* Assigned task
Skip all pictures, then copy the lines from the start of the data through the line with "Tag the lantern", keeping both ends.

* Records contained in a dataset
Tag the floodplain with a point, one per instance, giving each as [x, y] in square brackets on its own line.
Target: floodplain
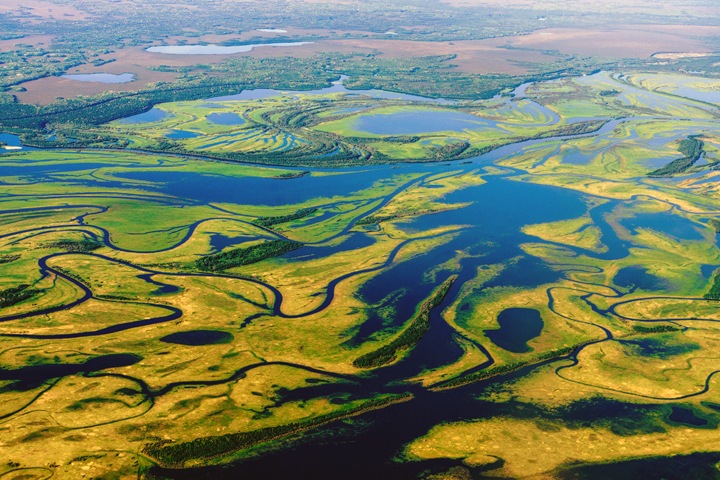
[510, 278]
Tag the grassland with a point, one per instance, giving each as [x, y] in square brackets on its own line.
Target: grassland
[343, 292]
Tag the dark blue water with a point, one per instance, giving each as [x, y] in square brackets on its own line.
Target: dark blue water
[218, 241]
[225, 118]
[196, 338]
[638, 277]
[517, 327]
[182, 134]
[153, 115]
[665, 222]
[419, 121]
[255, 190]
[353, 241]
[32, 376]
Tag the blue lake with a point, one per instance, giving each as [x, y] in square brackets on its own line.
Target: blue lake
[419, 121]
[666, 223]
[517, 327]
[225, 118]
[181, 134]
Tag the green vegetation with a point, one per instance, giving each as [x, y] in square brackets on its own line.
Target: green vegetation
[416, 329]
[270, 221]
[655, 328]
[205, 448]
[318, 322]
[14, 295]
[76, 246]
[714, 292]
[692, 148]
[245, 256]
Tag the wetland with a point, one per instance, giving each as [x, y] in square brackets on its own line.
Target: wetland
[382, 304]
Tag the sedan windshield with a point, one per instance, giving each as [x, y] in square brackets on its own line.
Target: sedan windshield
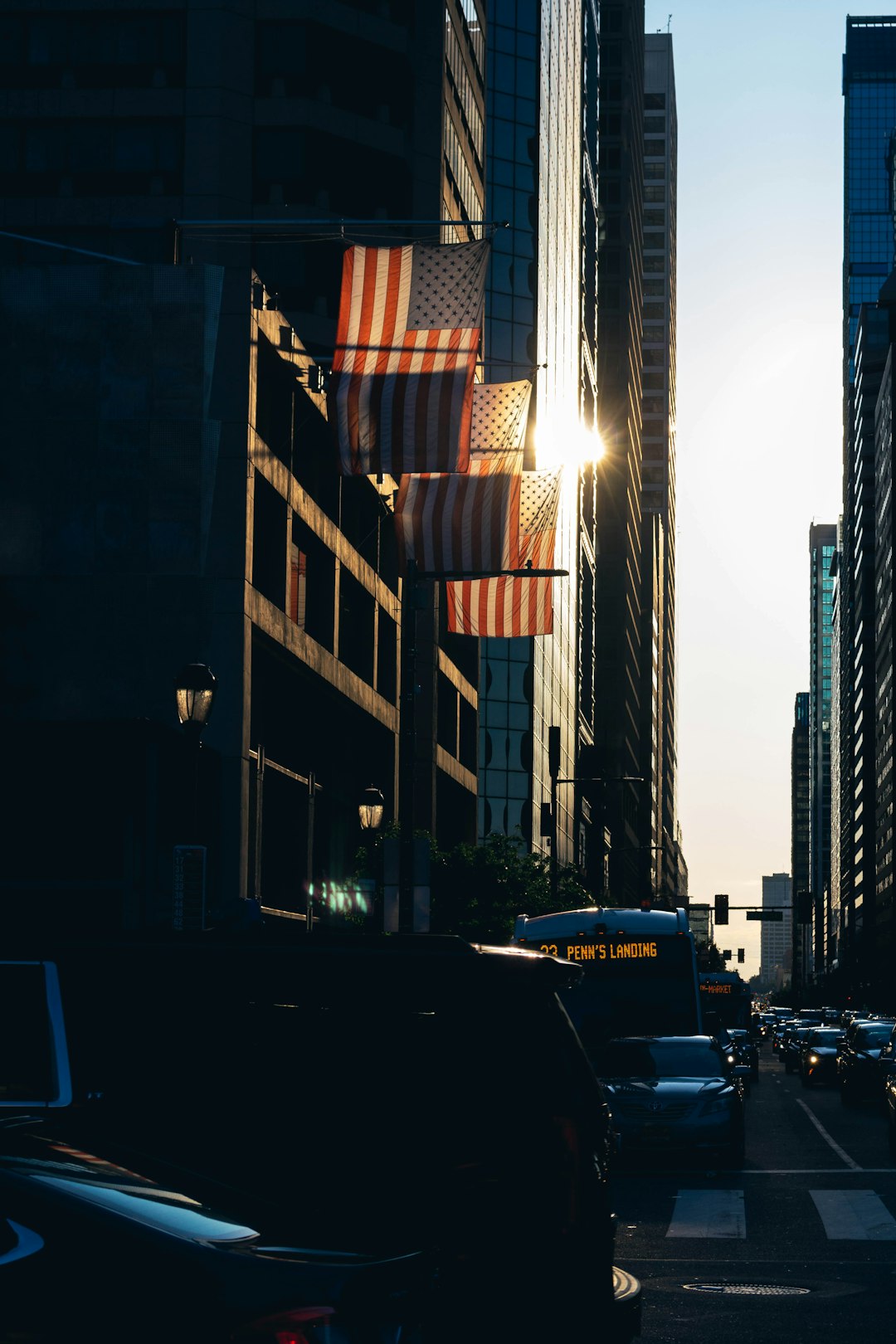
[867, 1036]
[659, 1059]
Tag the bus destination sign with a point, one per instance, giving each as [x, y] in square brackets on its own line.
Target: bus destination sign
[581, 949]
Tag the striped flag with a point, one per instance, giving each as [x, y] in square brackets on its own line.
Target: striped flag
[406, 346]
[514, 606]
[468, 523]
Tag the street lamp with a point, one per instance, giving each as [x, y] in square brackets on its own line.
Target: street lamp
[370, 808]
[195, 695]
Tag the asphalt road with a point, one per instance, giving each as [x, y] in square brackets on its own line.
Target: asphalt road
[796, 1246]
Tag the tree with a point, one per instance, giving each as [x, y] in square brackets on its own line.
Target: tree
[480, 890]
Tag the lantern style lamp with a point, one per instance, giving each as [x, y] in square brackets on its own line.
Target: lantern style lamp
[370, 808]
[195, 696]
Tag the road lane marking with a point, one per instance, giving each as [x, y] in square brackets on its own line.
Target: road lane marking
[824, 1133]
[855, 1215]
[709, 1213]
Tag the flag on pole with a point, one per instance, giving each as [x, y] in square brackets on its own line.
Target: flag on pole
[468, 523]
[406, 344]
[514, 606]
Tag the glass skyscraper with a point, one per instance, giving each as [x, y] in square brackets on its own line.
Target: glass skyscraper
[822, 543]
[533, 314]
[869, 117]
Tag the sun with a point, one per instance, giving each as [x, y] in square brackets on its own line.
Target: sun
[566, 442]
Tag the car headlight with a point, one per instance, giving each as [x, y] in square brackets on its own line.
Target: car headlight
[716, 1103]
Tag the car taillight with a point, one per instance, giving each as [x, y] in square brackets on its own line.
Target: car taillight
[299, 1326]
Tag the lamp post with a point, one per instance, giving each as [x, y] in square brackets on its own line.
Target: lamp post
[370, 810]
[195, 698]
[592, 778]
[370, 813]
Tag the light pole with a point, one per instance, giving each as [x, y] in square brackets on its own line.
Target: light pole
[370, 813]
[195, 698]
[590, 778]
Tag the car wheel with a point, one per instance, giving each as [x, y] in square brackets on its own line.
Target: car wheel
[735, 1153]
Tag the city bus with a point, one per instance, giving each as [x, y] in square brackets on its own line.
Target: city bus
[727, 1001]
[640, 969]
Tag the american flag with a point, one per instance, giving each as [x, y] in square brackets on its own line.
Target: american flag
[406, 346]
[468, 523]
[514, 606]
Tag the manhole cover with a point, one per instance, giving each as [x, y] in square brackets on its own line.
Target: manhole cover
[748, 1289]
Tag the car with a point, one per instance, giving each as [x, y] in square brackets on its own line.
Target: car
[674, 1094]
[857, 1062]
[93, 1249]
[746, 1051]
[782, 1025]
[818, 1057]
[790, 1047]
[421, 1105]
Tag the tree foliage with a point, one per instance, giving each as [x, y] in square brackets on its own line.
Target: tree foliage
[477, 891]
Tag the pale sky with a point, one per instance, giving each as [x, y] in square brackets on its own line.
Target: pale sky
[759, 421]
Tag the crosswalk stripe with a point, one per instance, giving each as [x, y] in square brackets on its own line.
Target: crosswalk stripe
[709, 1213]
[855, 1215]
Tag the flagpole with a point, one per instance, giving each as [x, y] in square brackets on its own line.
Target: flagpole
[407, 752]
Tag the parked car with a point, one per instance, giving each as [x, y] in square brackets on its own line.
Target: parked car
[818, 1057]
[778, 1032]
[790, 1047]
[746, 1051]
[674, 1093]
[95, 1250]
[423, 1107]
[857, 1064]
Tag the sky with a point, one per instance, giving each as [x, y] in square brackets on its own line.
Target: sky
[759, 411]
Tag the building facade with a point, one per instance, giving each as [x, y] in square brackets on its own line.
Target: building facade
[659, 407]
[621, 799]
[777, 937]
[822, 542]
[260, 134]
[869, 116]
[800, 869]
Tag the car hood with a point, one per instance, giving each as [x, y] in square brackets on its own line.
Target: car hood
[664, 1089]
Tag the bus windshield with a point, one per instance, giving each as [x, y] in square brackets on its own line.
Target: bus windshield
[640, 979]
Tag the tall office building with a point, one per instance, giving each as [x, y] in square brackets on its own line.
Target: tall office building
[618, 530]
[242, 124]
[800, 841]
[869, 116]
[776, 940]
[822, 542]
[659, 425]
[535, 318]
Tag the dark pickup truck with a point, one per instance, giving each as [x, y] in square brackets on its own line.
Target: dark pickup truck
[403, 1129]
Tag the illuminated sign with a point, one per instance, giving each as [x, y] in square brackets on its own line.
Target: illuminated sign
[602, 951]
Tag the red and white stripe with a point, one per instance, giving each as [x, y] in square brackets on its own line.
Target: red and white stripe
[505, 608]
[460, 523]
[401, 401]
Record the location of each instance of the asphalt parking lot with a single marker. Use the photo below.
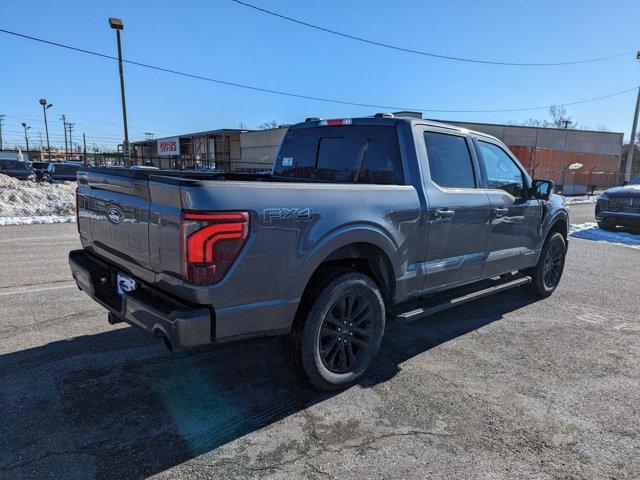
(506, 387)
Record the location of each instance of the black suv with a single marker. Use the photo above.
(619, 206)
(17, 169)
(62, 172)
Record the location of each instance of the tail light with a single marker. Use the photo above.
(210, 243)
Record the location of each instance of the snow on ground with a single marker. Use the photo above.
(23, 202)
(582, 199)
(591, 231)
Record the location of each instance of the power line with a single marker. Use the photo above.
(309, 97)
(429, 54)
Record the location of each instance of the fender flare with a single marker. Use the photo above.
(341, 237)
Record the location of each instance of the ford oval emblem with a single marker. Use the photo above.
(115, 214)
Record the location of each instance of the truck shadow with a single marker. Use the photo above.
(116, 405)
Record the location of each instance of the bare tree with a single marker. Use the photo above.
(533, 122)
(268, 125)
(559, 117)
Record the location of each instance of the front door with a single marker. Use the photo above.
(515, 216)
(458, 211)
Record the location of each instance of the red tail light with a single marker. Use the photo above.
(210, 243)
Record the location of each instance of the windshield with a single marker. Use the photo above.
(13, 165)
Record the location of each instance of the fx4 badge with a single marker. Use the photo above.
(271, 214)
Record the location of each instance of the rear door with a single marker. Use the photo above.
(515, 217)
(458, 210)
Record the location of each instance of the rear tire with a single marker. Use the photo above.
(335, 343)
(545, 276)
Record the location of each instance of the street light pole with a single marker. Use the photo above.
(43, 102)
(26, 138)
(632, 140)
(117, 25)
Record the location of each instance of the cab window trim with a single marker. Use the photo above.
(483, 168)
(472, 156)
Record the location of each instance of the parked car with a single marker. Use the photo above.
(619, 206)
(39, 169)
(62, 172)
(362, 220)
(17, 169)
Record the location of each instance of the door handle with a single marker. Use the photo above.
(500, 212)
(444, 213)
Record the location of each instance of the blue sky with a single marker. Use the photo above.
(224, 40)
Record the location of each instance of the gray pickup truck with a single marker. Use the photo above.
(360, 221)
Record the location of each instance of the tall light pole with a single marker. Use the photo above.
(26, 138)
(45, 106)
(117, 25)
(64, 125)
(632, 140)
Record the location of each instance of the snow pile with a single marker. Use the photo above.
(23, 202)
(591, 231)
(581, 200)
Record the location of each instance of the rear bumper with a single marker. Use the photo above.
(181, 324)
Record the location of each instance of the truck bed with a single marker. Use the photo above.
(132, 220)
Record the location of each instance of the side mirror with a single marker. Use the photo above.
(542, 189)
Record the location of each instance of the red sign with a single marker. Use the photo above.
(169, 146)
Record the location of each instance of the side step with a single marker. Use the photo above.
(437, 304)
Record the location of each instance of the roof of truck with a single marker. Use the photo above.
(387, 119)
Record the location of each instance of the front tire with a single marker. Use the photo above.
(545, 276)
(336, 342)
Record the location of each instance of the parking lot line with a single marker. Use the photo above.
(30, 289)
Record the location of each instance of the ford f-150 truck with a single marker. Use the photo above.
(360, 221)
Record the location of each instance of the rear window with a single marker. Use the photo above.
(13, 165)
(449, 160)
(66, 169)
(362, 154)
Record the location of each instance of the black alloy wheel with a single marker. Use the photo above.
(346, 333)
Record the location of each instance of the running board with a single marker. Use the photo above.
(434, 306)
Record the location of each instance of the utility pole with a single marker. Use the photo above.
(70, 127)
(1, 120)
(26, 137)
(84, 141)
(45, 106)
(117, 25)
(64, 125)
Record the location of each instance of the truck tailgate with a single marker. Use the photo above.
(116, 208)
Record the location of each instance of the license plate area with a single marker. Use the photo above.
(125, 284)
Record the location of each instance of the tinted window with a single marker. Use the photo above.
(363, 154)
(66, 169)
(449, 160)
(502, 173)
(11, 165)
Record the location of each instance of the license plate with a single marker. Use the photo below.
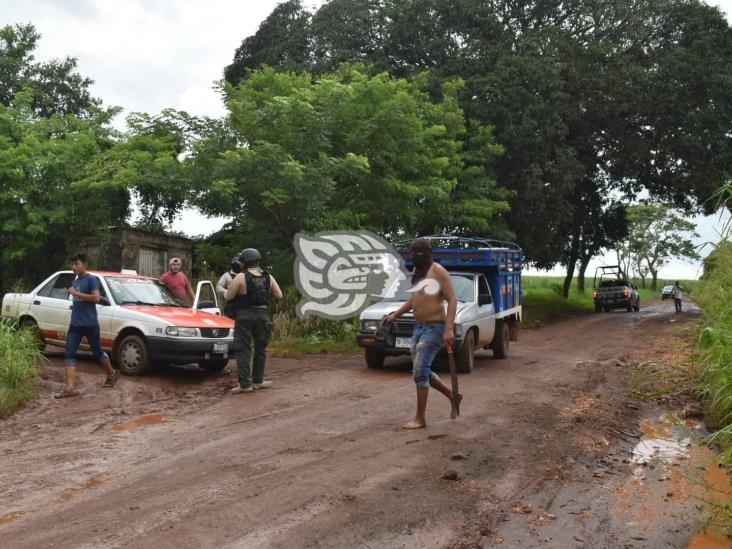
(403, 342)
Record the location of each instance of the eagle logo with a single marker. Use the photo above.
(340, 273)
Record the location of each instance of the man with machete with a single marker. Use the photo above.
(430, 287)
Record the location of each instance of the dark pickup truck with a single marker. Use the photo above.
(612, 290)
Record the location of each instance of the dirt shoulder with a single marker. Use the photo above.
(173, 460)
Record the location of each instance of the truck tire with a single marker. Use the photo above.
(374, 359)
(131, 355)
(465, 357)
(215, 365)
(500, 340)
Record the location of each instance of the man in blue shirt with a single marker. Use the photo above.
(84, 323)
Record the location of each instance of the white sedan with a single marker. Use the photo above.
(141, 321)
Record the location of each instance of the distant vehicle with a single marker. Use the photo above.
(667, 292)
(486, 275)
(611, 289)
(142, 322)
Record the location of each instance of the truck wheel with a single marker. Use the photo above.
(465, 358)
(500, 340)
(215, 365)
(374, 359)
(30, 325)
(131, 355)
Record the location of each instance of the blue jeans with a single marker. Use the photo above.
(73, 339)
(426, 343)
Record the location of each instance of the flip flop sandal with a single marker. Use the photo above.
(66, 393)
(111, 380)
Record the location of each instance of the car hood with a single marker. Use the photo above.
(383, 308)
(184, 317)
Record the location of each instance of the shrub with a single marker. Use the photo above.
(19, 354)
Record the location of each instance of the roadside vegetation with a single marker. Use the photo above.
(19, 355)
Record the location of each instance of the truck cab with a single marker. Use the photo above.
(486, 276)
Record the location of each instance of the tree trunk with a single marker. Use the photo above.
(581, 275)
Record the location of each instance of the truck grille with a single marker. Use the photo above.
(214, 332)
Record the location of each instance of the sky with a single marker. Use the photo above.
(147, 55)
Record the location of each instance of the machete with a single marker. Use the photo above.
(453, 374)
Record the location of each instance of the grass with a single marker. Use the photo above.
(18, 370)
(714, 348)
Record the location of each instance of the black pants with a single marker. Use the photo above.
(252, 329)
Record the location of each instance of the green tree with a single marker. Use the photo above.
(57, 87)
(657, 233)
(348, 150)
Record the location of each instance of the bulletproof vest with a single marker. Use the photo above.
(257, 291)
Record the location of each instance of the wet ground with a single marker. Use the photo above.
(550, 451)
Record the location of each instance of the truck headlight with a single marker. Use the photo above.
(180, 332)
(369, 325)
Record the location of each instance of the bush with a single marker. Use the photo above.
(19, 353)
(714, 347)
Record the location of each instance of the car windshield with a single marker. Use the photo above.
(462, 283)
(141, 291)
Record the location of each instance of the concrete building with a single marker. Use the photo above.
(145, 252)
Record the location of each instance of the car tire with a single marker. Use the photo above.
(32, 326)
(131, 355)
(465, 357)
(374, 358)
(215, 365)
(500, 340)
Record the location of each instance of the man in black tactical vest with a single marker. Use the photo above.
(251, 291)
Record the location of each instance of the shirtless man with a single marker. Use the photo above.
(430, 287)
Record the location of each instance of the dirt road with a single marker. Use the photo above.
(320, 460)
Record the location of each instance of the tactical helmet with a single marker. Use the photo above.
(250, 257)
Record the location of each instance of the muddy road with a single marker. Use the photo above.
(172, 460)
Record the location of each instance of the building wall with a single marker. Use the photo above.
(125, 248)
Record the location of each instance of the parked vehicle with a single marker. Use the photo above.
(486, 275)
(141, 321)
(612, 290)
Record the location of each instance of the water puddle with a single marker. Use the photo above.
(672, 471)
(69, 493)
(150, 419)
(10, 517)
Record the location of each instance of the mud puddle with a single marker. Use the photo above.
(671, 467)
(150, 419)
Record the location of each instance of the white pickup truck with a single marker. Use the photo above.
(486, 277)
(141, 321)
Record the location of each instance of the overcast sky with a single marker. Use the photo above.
(147, 55)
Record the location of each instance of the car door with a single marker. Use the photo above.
(486, 311)
(206, 299)
(51, 308)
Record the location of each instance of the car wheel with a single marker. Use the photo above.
(30, 325)
(214, 365)
(374, 358)
(500, 340)
(131, 355)
(465, 358)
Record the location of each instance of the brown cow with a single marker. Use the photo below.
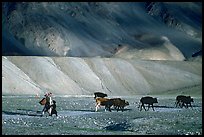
(181, 100)
(99, 94)
(118, 103)
(104, 102)
(147, 100)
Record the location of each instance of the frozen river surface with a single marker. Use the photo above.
(21, 115)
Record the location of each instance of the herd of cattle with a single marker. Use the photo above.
(119, 104)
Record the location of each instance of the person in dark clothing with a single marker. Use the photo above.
(53, 107)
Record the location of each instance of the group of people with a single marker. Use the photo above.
(49, 104)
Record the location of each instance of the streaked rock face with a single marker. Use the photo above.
(86, 29)
(84, 76)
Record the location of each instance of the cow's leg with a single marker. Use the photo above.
(144, 107)
(152, 107)
(186, 105)
(190, 105)
(148, 106)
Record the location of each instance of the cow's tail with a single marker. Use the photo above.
(139, 105)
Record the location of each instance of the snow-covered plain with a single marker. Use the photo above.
(126, 50)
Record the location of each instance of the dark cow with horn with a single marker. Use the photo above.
(119, 103)
(99, 94)
(147, 100)
(182, 100)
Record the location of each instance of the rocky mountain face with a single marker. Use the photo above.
(90, 29)
(84, 76)
(78, 48)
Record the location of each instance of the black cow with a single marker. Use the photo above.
(99, 94)
(119, 103)
(182, 100)
(147, 100)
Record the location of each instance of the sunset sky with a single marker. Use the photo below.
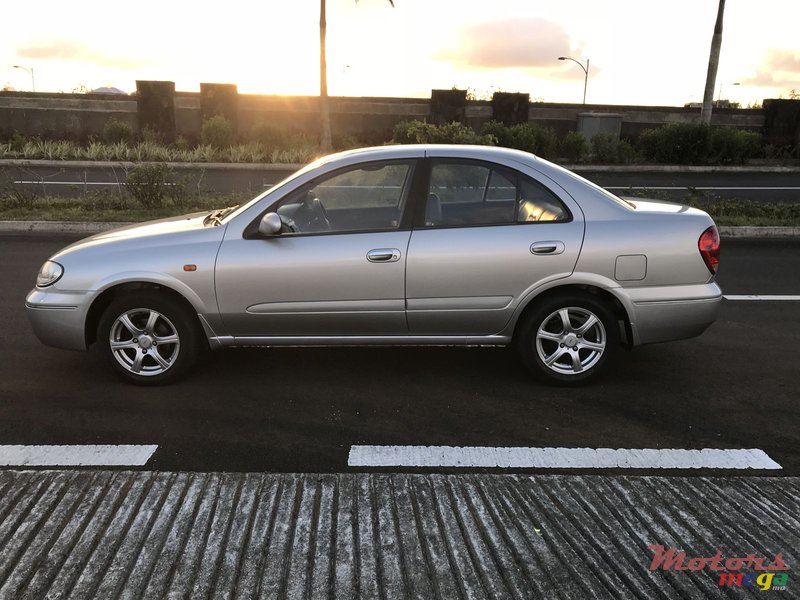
(641, 52)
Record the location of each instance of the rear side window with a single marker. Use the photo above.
(466, 193)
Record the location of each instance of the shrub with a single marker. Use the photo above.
(217, 132)
(574, 147)
(677, 143)
(529, 137)
(148, 183)
(626, 153)
(684, 143)
(419, 132)
(268, 135)
(117, 131)
(604, 148)
(732, 145)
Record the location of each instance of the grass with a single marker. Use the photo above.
(302, 152)
(106, 207)
(119, 206)
(733, 211)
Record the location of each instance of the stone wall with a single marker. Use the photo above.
(371, 120)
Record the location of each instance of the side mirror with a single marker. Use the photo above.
(270, 224)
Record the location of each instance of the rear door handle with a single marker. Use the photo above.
(549, 247)
(383, 255)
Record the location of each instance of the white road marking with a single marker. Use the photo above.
(558, 458)
(76, 456)
(760, 297)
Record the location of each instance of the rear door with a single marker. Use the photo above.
(489, 234)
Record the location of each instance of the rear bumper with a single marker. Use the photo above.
(679, 313)
(59, 318)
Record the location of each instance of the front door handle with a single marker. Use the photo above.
(383, 255)
(550, 247)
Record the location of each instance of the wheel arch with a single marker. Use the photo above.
(104, 299)
(612, 299)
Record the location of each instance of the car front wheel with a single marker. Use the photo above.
(149, 338)
(568, 338)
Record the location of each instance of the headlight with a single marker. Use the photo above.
(49, 274)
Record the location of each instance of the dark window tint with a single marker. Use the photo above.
(537, 203)
(464, 193)
(369, 197)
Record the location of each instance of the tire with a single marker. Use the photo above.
(568, 354)
(156, 338)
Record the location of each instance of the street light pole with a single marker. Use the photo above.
(719, 92)
(30, 72)
(585, 72)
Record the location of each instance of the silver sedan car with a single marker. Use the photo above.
(398, 245)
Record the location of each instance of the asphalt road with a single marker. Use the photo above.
(301, 409)
(76, 180)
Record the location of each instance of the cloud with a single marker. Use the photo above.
(65, 49)
(510, 43)
(780, 69)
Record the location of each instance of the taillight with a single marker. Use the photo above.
(709, 248)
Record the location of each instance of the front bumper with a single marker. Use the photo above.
(58, 317)
(674, 313)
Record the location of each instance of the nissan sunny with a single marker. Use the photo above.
(398, 245)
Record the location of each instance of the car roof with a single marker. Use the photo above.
(430, 150)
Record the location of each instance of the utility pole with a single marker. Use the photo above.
(713, 63)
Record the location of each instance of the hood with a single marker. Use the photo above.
(146, 230)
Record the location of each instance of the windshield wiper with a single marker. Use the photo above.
(216, 216)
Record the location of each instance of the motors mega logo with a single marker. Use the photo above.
(732, 575)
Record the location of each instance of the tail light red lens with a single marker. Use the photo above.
(709, 248)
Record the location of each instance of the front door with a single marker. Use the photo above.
(337, 269)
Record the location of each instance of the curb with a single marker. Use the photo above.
(101, 164)
(581, 168)
(90, 227)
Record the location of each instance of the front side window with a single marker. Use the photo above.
(364, 198)
(464, 193)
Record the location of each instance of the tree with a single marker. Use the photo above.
(324, 104)
(713, 63)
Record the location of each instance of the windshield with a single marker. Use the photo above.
(233, 214)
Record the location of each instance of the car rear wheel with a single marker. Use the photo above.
(568, 338)
(149, 338)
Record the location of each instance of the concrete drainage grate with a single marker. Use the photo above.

* Output below
Tag the floodplain with a point, one per instance, giving each as [x, y] in square brackets on its own line.
Target: floodplain
[510, 278]
Tag the grassland with a point, one per instance, giving each as [x, y] in square brackets on its own line.
Target: grassland
[343, 292]
Tag the dark blue water with a point, one per instance, giving each as [x, y] in square brackets on its own line.
Target: dark blue water
[218, 241]
[225, 118]
[196, 338]
[638, 277]
[517, 327]
[182, 134]
[153, 115]
[665, 222]
[419, 121]
[255, 190]
[353, 241]
[32, 376]
Tag the blue lake with a point, one per instance, giving each as [x, y] in square brackets on its own line.
Target: blue lake
[419, 121]
[666, 223]
[517, 327]
[225, 118]
[181, 134]
Tag the green vegetation with a point, one per instance, giving each as [x, y] in square brackets on its own line.
Target: green vegetation
[416, 329]
[270, 221]
[655, 328]
[205, 448]
[318, 322]
[14, 295]
[76, 246]
[714, 292]
[692, 148]
[245, 256]
Tag the wetland with a point, one per instance, giving each as [x, y] in square brackets on its own line.
Target: wetland
[382, 304]
Tag the sedan windshield with a point, one per instance, giving each as [x, y] in square brackets on its own line.
Target: sedan windshield
[867, 1036]
[659, 1059]
Tag the bus destination sign with a point, one per instance, giving each as [x, y] in square brackets on its own line.
Target: bus destination sign
[581, 949]
Tag the striped flag with a point, one per instance, giving each as [x, y] in square brackets on its own line.
Target: striped flag
[406, 346]
[514, 606]
[468, 523]
Tag the street lamp with a point, one per instance, giving each as [x, y] in square brackets on its own line.
Target: street lamp
[370, 808]
[195, 695]
Tag the asphalt road with a point, one per instance, giving each as [x, y] in square brackets on its own line.
Target: asphalt road
[796, 1246]
Tag the tree with a point, one per instance, giving each as [x, y] in square brackets on its own line.
Target: tree
[480, 890]
Tag the lantern style lamp with a point, one per instance, giving each as [x, y] in square brackets on its own line.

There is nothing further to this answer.